Would you copy each line of the data below that has "stone"?
——
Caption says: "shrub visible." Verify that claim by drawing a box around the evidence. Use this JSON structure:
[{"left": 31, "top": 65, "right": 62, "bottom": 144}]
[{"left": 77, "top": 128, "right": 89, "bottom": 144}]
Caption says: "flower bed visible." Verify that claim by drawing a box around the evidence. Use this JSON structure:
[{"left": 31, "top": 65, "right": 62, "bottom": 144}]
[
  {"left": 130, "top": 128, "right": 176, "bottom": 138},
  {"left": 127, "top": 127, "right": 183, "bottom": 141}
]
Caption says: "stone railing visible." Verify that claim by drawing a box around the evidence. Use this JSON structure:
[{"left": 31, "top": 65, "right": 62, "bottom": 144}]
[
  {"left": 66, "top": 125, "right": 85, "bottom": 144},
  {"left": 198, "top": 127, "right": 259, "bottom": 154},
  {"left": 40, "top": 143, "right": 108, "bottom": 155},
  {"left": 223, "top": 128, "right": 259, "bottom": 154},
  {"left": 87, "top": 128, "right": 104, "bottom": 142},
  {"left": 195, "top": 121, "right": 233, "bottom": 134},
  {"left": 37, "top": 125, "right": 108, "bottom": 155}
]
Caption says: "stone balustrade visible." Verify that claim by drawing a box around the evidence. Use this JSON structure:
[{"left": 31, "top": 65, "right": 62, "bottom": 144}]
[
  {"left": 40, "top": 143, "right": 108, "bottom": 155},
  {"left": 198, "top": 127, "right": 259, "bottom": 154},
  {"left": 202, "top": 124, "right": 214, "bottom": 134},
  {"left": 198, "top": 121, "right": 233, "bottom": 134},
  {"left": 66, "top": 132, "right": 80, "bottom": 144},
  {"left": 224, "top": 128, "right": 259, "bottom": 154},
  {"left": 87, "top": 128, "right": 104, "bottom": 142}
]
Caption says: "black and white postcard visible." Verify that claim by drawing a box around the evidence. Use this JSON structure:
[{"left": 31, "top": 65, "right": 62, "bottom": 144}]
——
Response area —
Caption says: "stone railing visible." Verify that claim by drawing a box around the evidence. Use this JSON structure:
Caption says: "stone balustrade visible." Verify that claim by drawing a box around the evidence. Use this JSON structure:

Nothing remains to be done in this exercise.